Exercise directions:
Transcribe exactly the line in which "Target: sepia photograph" occurs, plus every line that comes after it up to the end of the entries.

[Opening Record extracts section]

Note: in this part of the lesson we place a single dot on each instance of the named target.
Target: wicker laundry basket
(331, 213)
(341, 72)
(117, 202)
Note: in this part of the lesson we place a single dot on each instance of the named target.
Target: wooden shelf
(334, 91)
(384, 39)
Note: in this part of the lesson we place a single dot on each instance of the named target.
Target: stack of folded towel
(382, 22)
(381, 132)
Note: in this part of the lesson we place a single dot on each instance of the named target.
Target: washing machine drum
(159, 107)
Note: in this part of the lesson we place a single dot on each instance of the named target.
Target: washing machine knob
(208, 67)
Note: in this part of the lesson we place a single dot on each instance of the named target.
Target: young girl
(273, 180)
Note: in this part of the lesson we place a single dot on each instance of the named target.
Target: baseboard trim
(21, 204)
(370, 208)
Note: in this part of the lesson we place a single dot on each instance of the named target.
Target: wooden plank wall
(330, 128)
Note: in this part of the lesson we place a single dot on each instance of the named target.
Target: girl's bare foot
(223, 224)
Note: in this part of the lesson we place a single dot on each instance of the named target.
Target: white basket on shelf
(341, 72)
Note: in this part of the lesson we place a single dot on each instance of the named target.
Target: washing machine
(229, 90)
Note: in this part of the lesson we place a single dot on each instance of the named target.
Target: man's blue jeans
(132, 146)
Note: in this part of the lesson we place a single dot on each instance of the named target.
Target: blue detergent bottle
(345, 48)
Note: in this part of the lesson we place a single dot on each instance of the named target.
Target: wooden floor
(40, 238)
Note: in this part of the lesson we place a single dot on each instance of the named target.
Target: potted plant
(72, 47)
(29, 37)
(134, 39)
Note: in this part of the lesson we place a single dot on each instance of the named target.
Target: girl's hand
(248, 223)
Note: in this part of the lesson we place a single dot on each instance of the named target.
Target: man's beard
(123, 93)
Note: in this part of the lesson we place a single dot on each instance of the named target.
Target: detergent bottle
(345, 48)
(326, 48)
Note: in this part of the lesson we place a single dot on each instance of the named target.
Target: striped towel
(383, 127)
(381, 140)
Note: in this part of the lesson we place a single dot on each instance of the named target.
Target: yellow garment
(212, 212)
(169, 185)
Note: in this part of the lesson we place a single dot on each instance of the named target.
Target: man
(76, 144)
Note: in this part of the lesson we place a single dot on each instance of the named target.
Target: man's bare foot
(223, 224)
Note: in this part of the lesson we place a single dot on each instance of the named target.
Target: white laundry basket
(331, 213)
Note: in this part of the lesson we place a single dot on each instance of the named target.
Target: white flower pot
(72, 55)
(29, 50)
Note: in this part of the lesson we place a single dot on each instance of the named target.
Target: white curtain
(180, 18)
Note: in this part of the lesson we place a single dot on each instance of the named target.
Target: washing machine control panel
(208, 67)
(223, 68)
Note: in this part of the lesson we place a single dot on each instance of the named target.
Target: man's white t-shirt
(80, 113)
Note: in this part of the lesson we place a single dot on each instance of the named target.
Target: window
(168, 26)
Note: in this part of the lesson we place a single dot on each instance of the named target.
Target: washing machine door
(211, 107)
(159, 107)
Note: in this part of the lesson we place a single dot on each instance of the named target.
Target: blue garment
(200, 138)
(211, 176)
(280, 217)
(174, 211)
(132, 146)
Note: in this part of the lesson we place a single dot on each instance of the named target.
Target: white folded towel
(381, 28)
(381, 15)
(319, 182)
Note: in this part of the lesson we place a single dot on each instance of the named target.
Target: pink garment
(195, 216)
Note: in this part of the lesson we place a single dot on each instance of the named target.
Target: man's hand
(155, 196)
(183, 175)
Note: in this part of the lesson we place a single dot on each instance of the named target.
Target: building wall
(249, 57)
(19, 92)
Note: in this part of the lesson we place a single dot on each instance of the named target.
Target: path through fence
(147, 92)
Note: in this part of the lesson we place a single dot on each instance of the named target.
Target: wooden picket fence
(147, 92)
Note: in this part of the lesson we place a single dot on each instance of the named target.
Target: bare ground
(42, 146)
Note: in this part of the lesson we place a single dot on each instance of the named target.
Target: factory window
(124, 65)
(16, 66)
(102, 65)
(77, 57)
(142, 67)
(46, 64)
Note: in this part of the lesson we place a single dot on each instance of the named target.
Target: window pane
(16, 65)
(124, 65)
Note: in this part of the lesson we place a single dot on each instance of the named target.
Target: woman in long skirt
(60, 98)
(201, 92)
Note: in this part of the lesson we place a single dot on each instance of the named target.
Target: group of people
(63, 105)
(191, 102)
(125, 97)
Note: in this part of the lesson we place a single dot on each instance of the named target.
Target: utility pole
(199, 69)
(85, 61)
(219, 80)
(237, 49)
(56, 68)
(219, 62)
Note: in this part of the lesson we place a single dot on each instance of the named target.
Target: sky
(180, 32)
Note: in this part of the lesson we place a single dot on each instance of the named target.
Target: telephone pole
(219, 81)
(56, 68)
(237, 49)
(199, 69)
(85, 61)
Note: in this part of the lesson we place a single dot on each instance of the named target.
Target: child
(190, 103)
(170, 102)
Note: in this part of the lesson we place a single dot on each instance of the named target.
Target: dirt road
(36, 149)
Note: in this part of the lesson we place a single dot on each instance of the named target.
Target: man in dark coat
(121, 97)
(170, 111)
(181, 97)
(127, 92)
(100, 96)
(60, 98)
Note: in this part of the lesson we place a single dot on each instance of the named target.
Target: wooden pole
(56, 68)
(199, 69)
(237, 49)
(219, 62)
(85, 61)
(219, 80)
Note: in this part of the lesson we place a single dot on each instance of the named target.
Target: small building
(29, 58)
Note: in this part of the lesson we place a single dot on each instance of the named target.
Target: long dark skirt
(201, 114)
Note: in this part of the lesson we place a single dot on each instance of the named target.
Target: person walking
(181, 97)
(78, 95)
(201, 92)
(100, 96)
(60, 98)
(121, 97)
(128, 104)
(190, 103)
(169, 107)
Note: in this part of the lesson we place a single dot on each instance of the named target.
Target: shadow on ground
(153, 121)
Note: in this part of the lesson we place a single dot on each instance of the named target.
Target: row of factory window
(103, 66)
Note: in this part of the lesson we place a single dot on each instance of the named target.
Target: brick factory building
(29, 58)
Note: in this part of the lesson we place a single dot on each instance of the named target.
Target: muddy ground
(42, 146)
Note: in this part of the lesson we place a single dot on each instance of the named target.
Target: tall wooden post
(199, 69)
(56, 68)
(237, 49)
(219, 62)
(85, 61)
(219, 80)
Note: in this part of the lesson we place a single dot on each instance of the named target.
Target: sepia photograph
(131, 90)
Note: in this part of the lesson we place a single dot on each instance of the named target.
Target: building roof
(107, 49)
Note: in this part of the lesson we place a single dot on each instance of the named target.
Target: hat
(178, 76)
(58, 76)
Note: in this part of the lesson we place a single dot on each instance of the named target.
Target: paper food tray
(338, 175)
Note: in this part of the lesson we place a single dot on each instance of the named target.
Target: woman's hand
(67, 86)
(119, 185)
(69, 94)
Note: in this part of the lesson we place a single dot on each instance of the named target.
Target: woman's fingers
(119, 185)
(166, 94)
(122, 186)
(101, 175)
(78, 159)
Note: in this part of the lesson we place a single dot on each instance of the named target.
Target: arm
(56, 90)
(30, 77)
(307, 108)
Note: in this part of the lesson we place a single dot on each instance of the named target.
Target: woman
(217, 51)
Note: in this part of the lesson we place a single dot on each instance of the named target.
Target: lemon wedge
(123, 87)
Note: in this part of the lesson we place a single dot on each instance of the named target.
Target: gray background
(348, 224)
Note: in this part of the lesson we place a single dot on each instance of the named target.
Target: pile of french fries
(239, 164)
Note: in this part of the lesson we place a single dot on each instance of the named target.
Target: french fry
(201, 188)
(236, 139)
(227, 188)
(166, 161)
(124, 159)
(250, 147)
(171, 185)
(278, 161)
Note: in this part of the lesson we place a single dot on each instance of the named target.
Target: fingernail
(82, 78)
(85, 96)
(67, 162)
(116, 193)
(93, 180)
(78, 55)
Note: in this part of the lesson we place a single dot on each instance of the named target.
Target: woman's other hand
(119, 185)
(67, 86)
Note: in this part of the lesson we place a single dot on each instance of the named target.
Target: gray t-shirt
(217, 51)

[Closing Record extracts section]

Solution to this exercise:
Target: sepia photograph
(131, 90)
Note: in this part of the lesson we place a single dot on each instance of the named target.
Target: building roof
(107, 49)
Note: in this part of the lesson we place a single dot on each instance of the named target.
Target: hat
(178, 76)
(58, 76)
Note: in this part of the lesson we place a single dot on each instance of the named target.
Target: paper food tray
(338, 175)
Note: in this part of the lesson we place a single dot on each instance of the named target.
Target: woman's hand
(67, 86)
(119, 185)
(69, 94)
Note: in this part of the lesson we place a single dot on each instance of the named target.
Target: woman's fingers
(119, 185)
(166, 94)
(122, 186)
(101, 175)
(78, 159)
Note: in this part of the lesson we place a single dot on each instance of the named target.
Target: arm
(56, 90)
(30, 77)
(307, 108)
Note: in this part of the lesson we place a single dot on each instance of the named target.
Target: woman
(217, 51)
Note: in this part of the lesson we place a single dot on each instance of the named target.
Target: lemon wedge
(123, 87)
Note: in this part of the lesson we place a single dot on each instance of the named target.
Target: gray background
(348, 224)
Note: in this part of the lesson we place a single dot on each instance of the named target.
Target: pile of french fries
(239, 164)
Note: in this part of the lesson we place a single dot on each instance of the named target.
Target: french fry
(201, 188)
(236, 139)
(227, 188)
(166, 161)
(124, 159)
(250, 147)
(171, 185)
(278, 161)
Note: in this part of the lesson we place a single dot on each instance of the named target.
Target: fingernail
(82, 78)
(85, 96)
(67, 162)
(116, 193)
(93, 180)
(78, 55)
Note: in this part of the lesson we place a single dot on each instance of the named target.
Target: woman's other hand
(119, 185)
(67, 86)
Note: in this part of the lesson we place a single dot on each instance of the named target.
Target: gray t-shirt
(217, 51)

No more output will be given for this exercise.